> _EXERCISE INSTRUCTIONS_:
1 - Translate this sentence from the forum post about point occlusion into Spanish: "If depth is smaller than distance to point I can assume that point is covered by something."
2 - Duplicate the stretch of the forum post about point occlusion from "My code works" through "depthWidthFloat = CGFloat(depthWidth)", keeping every character unchanged.

> _TEXT PROVIDED_:
* * *
Hi,
Im trying to determine if point in 3D space is covered by other objects like human hand or a wall.
I do not want to use raycast, so my idea is to calculate two things:
1) distance between iPad camera and this point.
2) position of this 3D point projected to 2D arView and then find depth information from depthMap at this point
If depth is smaller than distance to point I can assume that point is covered by something.
My code works well when iPad is facing our 3D point straight, but when we rotate iPad a little then calculation 2 (based on depth) gain an error. It looks like calculation 1 and 2 take two different points on iPad as a reference (camera position) but I could not find any logic in it.
This is my code:
let viewSize = arView.bounds.size
let frame = arView.session.currentFrame!
// Transform to translate between arView and depth map
let displayTransform = frame.displayTransform(for: arView.interfaceOrientation, viewportSize: viewSize)
guard let depthPixelBuffer = frame.sceneDepth?.depthMap else { return }
let depthWidth = CVPixelBufferGetWidth(depthPixelBuffer)
let depthWidthFloat = CGFloat(depthWidth)
let depthHeight = CVPixelBufferGetHeight(depthPixelBuffer)
let depthHeightFloat = CGFloat(depthHeight)
// Point in 3D space (our point, red square on images)
let object3Dposition = self.position
// Calculate distance between camera and point in 3D space // this always works good
let distanceToObject = distance(object3Dposition, arView.cameraTransform.translation)
* * *
(Part of a data file)
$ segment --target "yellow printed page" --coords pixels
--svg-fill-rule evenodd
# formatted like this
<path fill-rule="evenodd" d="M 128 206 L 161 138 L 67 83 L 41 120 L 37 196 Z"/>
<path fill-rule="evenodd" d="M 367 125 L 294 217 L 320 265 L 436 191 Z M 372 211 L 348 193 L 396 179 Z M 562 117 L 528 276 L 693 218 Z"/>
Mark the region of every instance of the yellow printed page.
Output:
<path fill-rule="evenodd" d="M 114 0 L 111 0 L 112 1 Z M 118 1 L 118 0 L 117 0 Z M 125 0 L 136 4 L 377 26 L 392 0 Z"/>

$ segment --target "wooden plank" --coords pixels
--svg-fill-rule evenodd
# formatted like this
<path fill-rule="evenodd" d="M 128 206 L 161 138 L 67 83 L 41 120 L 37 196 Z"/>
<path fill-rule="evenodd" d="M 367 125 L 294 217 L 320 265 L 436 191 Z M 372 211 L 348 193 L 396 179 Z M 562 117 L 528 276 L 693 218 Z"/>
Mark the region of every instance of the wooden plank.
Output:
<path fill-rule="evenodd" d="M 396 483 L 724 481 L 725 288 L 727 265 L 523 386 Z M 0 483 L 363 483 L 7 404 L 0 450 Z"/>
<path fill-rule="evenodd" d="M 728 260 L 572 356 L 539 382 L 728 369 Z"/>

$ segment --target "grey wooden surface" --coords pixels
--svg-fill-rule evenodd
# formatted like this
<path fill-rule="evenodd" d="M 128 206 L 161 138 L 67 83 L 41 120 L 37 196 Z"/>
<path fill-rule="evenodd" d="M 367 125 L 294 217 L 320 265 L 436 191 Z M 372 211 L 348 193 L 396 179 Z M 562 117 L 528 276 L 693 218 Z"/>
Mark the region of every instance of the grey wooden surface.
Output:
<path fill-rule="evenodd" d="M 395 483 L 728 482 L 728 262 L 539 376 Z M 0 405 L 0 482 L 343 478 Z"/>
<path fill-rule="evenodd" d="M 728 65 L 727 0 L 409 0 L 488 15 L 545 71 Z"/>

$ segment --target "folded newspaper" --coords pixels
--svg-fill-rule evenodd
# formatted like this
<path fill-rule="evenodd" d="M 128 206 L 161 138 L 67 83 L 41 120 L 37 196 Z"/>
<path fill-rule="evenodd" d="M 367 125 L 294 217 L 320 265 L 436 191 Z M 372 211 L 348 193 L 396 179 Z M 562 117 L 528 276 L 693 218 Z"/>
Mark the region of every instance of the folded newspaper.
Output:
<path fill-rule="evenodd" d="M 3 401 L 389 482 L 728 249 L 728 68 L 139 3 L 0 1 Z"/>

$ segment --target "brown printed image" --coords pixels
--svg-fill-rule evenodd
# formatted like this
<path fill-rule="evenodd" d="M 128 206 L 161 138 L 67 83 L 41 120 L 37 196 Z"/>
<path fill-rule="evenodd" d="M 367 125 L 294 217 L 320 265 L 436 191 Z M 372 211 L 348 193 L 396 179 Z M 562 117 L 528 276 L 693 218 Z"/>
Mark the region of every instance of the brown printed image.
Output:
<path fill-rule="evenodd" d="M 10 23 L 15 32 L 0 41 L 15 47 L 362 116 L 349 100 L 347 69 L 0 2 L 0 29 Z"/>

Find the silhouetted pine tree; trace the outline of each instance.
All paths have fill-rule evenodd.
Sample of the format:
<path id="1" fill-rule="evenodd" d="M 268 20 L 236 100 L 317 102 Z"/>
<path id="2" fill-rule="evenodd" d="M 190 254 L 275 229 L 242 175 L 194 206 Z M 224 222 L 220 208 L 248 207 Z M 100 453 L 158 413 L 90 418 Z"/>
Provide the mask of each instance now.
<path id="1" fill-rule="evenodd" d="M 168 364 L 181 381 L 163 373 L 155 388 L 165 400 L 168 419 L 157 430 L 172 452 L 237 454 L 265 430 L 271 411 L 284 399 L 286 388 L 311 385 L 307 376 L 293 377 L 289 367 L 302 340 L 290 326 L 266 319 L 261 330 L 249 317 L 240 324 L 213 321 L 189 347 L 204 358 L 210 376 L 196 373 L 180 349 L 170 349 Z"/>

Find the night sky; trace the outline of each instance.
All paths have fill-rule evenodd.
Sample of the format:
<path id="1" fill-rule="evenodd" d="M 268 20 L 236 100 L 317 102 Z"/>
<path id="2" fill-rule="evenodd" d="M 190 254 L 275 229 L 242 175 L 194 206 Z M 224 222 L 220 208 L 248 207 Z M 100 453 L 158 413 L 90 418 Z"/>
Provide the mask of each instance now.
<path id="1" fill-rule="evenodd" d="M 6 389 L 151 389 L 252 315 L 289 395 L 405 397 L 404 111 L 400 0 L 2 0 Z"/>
* * *
> _THE RESPONSES_:
1 - Si la profundidad es menor que la distancia al punto, puedo suponer que el punto está cubierto por algo.

2 -
My code works well when iPad is facing our 3D point straight, but when we rotate iPad a little then calculation 2 (based on depth) gain an error. It looks like calculation 1 and 2 take two different points on iPad as a reference (camera position) but I could not find any logic in it.
This is my code:
let viewSize = arView.bounds.size
let frame = arView.session.currentFrame!
// Transform to translate between arView and depth map
let displayTransform = frame.displayTransform(for: arView.interfaceOrientation, viewportSize: viewSize)
guard let depthPixelBuffer = frame.sceneDepth?.depthMap else { return }
let depthWidth = CVPixelBufferGetWidth(depthPixelBuffer)
let depthWidthFloat = CGFloat(depthWidth)